Goal A:
Show each line of the records that contains the word "water", copying every such line in full.

Selected passage:
=======
Aired January 9, 2020 - 08:00   ET



ALISYN CAMEROTA, CNN ANCHOR: Back from the brink of war. But the risk is not over. While you were sleeping, a commander with Iran's Revolutionary Guard warned of, quote, harsher revenge against the United States. And just moments ago, Vice President Mike Pence dismissed the idea that Iran fired its missiles just to send a message. Listen to this.


MIKE PENCE, U.S. VICE PRESIDENT: The ballistic missiles fired at American bases al Asad and Erbil, we believe were intended to kill Americans. We have intelligence to support that was the intention of the Iranians.


JOHN BERMAN, CNN ANCHOR: In a matter of hours, House Democrats will vote on a resolution to limit President Trump's military powers against Iran. At least two Republican senators say they will support this. Those Republican senators, Mike Lee and Rand Paul, they're furious about the way the Trump administration officials briefed them yesterday, the lack of evidence produced about the intelligence that led to the killing of Iran's top general.

And all this comes as pressure builds among Senate Democrats on a different subject, for Nancy Pelosi to hand over the articles of impeachment to the Senate.

We're going to begin on the ground with CNN's Clarissa Ward, our chief international correspondent. She's at the site where one of the Iranian missiles hit in northern Iraq. Clarissa?

CLARISSA WARD, CNN SENIOR INTERNATIONAL CORRESPONDENT: That's right, John. So as you can see, this is a very rural area. We have been talking to local security officials who tell us there's no real American presence here. There's no military base here. We've spoken to a shepherd who lives about 100 yards away who says that his house literally rocked from the force of the boom, that there were flames. His children were crying. But other than that house and a refugee camp less than a mile away, there really is nothing here that could make a target, if you like, for the Iranians.

This is the kind of remnants of the impact. You can see here we've got quite a bit of shrapnel around on the ground. A few craters here. I should say it's been raining a lot. The ground is very soft, so it's difficult to get a sense of the actual impact. But it would appear that this is less about showing precision and power for the Iranians than potentially about showing reach. This is one of the furthest spots that one of those missiles actually hit. So it could be a reminder to U.S. forces on the ground across Iraq that they can reach all different areas of Iraq.

It is important to remind our viewers that even though this missile clearly did not hit its intended target, and, frankly, it's not clear what the intended target was, more broadly speaking, northern Iraq, Erbil, these Kurdish areas have been a very important strategic hub for special forces operations. This has been basically where the war and the fight against ISIS has been headquartered out of. And that fight now, of course, has been placed on hold indefinitely as people wait to see what, if any, will be the continued fallout from heightened escalation between the U.S. and Iran. John, Alisyn?

CAMEROTA: Clarissa, really important and interesting to have you there for us right at the sand.
=======
Data provided:

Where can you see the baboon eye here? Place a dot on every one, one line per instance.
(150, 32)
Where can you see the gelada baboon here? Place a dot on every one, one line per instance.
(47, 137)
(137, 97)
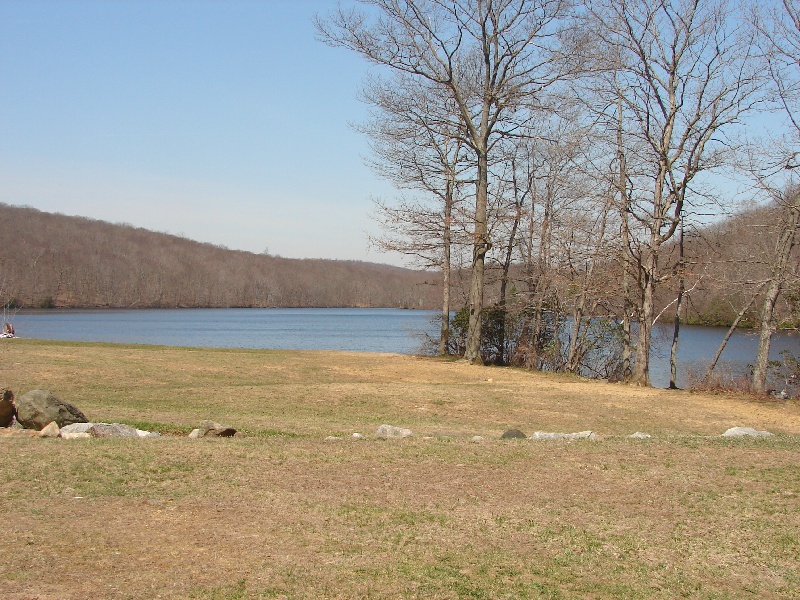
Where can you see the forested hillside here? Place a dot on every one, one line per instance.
(727, 266)
(53, 260)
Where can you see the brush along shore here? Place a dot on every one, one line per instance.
(284, 513)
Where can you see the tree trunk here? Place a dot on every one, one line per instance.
(673, 354)
(444, 335)
(783, 251)
(728, 335)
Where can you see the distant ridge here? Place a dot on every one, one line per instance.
(52, 260)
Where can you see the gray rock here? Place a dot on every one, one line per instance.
(581, 435)
(37, 408)
(75, 436)
(76, 428)
(744, 432)
(390, 432)
(7, 410)
(513, 434)
(213, 429)
(50, 430)
(142, 433)
(112, 430)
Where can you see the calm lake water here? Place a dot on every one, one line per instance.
(360, 330)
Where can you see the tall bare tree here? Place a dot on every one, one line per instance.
(492, 57)
(778, 26)
(685, 77)
(416, 145)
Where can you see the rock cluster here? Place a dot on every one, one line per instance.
(38, 408)
(41, 413)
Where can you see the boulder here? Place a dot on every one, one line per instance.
(745, 432)
(39, 407)
(50, 430)
(513, 434)
(7, 410)
(390, 432)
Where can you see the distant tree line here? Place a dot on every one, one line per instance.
(51, 260)
(559, 152)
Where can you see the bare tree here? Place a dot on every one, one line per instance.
(776, 173)
(416, 145)
(492, 57)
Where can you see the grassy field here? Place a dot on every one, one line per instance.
(284, 513)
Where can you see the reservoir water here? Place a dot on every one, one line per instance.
(359, 330)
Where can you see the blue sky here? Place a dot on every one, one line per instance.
(225, 122)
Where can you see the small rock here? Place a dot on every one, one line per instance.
(142, 433)
(581, 435)
(213, 429)
(75, 435)
(50, 430)
(38, 407)
(387, 432)
(513, 434)
(7, 410)
(112, 430)
(744, 432)
(76, 428)
(14, 432)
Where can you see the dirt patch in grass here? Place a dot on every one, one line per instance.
(285, 514)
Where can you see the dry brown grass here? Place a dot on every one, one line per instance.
(282, 513)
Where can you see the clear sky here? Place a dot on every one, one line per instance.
(224, 121)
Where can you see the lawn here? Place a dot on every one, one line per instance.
(283, 512)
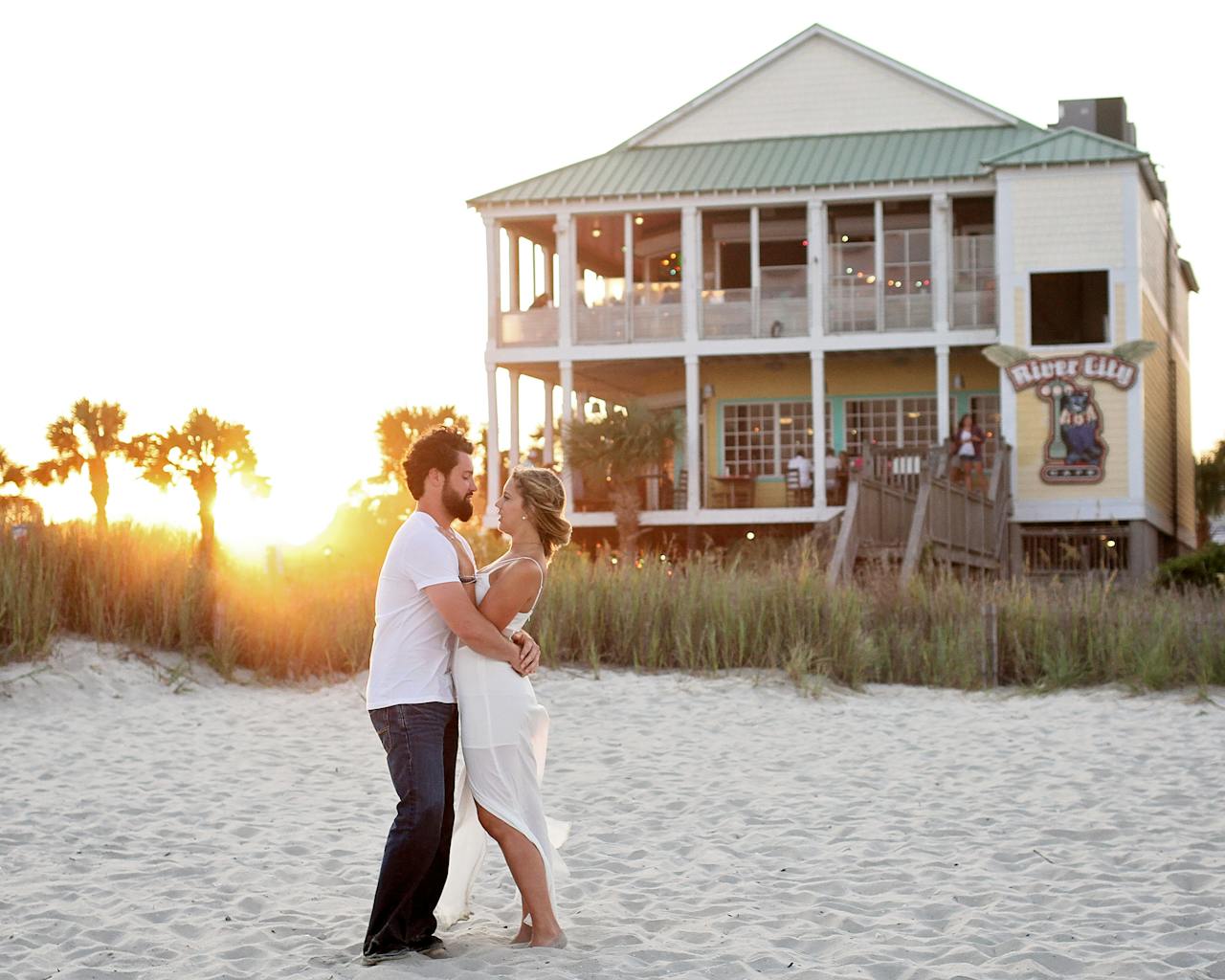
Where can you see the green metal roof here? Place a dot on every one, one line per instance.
(1070, 145)
(810, 162)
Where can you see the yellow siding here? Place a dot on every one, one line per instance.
(862, 372)
(1120, 313)
(1158, 416)
(1186, 456)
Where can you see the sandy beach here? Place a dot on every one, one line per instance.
(158, 822)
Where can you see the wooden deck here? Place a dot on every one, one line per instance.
(904, 505)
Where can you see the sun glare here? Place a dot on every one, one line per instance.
(246, 524)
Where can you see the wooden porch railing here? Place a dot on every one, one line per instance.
(905, 500)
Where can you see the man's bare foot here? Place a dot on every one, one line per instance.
(542, 940)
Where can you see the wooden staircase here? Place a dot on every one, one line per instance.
(904, 502)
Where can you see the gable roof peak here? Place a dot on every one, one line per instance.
(810, 33)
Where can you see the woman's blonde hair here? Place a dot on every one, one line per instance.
(546, 499)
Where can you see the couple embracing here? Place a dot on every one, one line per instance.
(449, 669)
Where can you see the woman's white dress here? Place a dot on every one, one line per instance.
(503, 733)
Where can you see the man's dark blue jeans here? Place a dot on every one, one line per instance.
(420, 742)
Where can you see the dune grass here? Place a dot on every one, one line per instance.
(766, 607)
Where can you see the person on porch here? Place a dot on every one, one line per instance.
(803, 467)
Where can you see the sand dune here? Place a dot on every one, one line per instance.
(722, 828)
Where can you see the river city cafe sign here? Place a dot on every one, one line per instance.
(1076, 449)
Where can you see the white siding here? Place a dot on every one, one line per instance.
(1153, 245)
(821, 87)
(1068, 222)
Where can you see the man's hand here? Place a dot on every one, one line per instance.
(529, 653)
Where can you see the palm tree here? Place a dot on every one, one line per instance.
(619, 449)
(11, 473)
(202, 447)
(1210, 489)
(399, 429)
(83, 440)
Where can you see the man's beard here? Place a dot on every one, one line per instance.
(458, 506)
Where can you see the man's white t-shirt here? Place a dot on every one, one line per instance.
(411, 656)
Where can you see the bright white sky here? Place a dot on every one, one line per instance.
(258, 207)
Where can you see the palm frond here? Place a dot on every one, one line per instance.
(1003, 354)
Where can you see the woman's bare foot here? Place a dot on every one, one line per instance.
(542, 940)
(523, 936)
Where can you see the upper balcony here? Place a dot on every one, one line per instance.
(888, 267)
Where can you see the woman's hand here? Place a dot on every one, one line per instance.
(467, 569)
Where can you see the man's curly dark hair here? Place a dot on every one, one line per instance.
(438, 450)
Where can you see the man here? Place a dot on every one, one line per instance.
(420, 611)
(803, 467)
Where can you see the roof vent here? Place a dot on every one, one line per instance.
(1103, 117)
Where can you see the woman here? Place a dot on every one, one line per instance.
(502, 729)
(968, 449)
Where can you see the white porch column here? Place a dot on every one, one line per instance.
(493, 278)
(494, 458)
(568, 419)
(691, 271)
(567, 272)
(628, 272)
(755, 270)
(692, 434)
(817, 252)
(516, 304)
(942, 425)
(515, 419)
(879, 260)
(817, 364)
(546, 457)
(941, 263)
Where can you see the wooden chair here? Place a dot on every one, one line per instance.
(794, 491)
(680, 491)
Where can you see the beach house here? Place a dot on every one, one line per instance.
(813, 256)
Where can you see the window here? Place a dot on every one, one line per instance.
(750, 438)
(1068, 307)
(920, 427)
(794, 429)
(906, 265)
(871, 421)
(895, 423)
(852, 267)
(974, 279)
(758, 438)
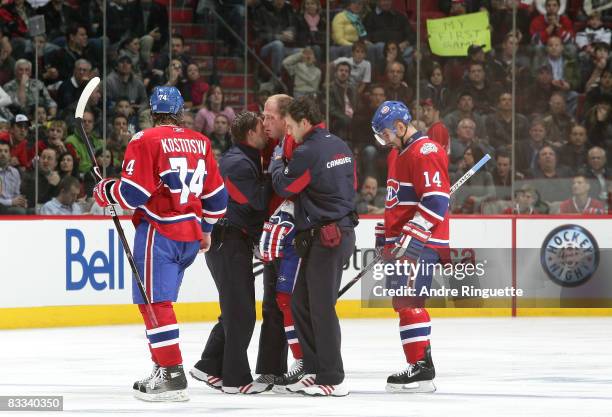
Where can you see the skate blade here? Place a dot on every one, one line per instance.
(414, 387)
(169, 396)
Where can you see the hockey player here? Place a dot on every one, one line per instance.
(277, 330)
(171, 180)
(276, 245)
(415, 229)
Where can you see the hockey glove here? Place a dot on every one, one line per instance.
(276, 232)
(411, 242)
(379, 234)
(288, 270)
(102, 192)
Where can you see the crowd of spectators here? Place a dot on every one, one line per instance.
(42, 158)
(562, 119)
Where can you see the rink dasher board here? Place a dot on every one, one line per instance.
(71, 270)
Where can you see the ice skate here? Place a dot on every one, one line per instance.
(212, 381)
(317, 390)
(306, 381)
(417, 377)
(295, 373)
(252, 388)
(144, 381)
(167, 384)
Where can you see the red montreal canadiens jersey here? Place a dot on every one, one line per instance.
(418, 183)
(171, 178)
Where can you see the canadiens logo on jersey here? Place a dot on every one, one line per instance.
(428, 148)
(339, 159)
(418, 185)
(392, 193)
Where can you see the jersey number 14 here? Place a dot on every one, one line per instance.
(435, 179)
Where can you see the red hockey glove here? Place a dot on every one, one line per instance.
(379, 234)
(411, 242)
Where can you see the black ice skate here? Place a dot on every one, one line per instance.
(417, 377)
(145, 380)
(167, 384)
(212, 381)
(295, 373)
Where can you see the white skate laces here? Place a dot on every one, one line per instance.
(296, 368)
(159, 375)
(408, 371)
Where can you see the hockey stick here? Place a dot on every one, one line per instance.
(78, 115)
(379, 256)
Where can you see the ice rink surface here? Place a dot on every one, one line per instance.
(485, 367)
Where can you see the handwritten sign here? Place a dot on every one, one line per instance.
(451, 36)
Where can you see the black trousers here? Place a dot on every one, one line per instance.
(225, 353)
(314, 308)
(272, 355)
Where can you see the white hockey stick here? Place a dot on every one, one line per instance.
(78, 115)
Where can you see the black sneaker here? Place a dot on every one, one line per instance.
(167, 384)
(417, 377)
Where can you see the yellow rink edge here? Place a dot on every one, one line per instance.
(63, 316)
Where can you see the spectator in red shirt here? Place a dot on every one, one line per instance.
(22, 152)
(581, 203)
(551, 24)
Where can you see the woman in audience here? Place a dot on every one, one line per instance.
(435, 88)
(56, 136)
(348, 28)
(68, 165)
(195, 88)
(214, 105)
(391, 54)
(104, 158)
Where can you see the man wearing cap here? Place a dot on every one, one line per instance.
=======
Goal B:
In the news transcript, which two Republican senators say they will support the House resolution to limit the president's military powers against Iran?

Full output A:
Where can you see the calm lake water here? Place a dot on every one, one line per instance.
Where can you see the reservoir water here? Place a dot on every one, one line per instance.

Full output B:
Mike Lee and Rand Paul.